**SHORT PROBLEM**
Determine how many lines of the data below contain the string "mandarin", treating uppercase and lowercase as different, and reply with that number alone.

==== DATA LISTING ====

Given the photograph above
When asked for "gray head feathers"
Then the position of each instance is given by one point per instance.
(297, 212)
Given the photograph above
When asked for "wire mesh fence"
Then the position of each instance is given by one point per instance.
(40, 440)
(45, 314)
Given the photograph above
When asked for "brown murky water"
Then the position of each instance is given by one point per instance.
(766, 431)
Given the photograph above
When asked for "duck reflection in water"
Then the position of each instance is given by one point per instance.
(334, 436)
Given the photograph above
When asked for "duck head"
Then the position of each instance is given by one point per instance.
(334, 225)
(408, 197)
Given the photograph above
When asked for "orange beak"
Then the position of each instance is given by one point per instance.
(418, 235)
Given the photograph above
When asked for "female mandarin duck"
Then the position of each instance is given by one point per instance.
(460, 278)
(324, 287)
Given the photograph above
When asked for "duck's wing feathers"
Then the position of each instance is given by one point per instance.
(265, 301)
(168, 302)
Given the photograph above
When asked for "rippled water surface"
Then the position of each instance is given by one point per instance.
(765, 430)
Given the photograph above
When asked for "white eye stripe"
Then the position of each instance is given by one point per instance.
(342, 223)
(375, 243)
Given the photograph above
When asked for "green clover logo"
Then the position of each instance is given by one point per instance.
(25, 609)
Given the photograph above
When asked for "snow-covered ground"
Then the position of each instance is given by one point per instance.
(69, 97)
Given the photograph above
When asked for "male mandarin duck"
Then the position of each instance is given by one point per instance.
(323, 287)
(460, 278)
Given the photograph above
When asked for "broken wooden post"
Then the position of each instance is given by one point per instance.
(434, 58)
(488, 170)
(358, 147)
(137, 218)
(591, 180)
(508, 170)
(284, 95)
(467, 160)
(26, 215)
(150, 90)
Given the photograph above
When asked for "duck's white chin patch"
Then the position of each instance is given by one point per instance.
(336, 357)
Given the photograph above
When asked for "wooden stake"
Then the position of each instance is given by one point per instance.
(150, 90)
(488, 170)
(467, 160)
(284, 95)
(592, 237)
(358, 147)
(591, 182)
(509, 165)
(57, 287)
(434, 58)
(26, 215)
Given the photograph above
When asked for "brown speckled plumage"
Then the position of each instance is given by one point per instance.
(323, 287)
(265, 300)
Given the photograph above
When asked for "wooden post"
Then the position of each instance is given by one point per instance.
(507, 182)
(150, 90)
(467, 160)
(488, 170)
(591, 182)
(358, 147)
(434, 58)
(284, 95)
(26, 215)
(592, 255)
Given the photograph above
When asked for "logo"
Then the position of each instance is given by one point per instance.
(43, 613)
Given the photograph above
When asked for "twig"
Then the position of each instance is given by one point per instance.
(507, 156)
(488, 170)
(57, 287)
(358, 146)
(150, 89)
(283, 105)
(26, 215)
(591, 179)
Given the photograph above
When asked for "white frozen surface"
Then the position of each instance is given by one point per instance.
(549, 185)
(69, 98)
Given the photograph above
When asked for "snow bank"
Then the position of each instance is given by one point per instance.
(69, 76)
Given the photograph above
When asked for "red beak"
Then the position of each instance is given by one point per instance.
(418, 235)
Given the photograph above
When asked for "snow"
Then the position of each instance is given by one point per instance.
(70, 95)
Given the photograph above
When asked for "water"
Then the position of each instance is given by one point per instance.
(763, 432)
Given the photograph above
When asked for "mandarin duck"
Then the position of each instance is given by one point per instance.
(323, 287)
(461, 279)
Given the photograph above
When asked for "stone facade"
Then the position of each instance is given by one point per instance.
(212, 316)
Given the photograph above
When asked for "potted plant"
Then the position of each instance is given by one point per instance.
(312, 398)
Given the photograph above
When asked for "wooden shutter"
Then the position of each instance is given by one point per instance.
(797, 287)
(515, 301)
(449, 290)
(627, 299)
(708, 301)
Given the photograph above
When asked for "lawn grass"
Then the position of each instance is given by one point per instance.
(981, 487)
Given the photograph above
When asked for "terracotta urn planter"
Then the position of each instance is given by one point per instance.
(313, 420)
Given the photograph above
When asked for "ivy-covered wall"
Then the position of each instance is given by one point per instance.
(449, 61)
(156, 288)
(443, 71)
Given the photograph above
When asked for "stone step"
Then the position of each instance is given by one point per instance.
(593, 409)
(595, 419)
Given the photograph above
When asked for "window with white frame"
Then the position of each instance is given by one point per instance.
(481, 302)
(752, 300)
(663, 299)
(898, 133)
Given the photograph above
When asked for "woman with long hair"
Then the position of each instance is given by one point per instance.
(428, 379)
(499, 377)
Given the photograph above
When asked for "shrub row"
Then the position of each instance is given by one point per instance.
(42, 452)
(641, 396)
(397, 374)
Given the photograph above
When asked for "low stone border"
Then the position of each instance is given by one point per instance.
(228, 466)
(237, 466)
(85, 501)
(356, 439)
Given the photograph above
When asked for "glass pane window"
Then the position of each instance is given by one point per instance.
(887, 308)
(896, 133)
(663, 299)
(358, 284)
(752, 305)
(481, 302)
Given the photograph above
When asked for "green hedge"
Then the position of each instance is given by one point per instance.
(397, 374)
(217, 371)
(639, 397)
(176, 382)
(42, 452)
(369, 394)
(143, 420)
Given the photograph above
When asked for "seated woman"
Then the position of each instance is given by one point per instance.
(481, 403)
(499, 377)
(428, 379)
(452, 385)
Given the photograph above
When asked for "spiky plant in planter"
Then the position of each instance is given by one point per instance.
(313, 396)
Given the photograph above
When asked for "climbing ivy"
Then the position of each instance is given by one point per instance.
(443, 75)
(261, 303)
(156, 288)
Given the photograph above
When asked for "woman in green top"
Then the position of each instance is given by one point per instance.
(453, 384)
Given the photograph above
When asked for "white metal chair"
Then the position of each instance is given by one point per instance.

====

**RESPONSE**
3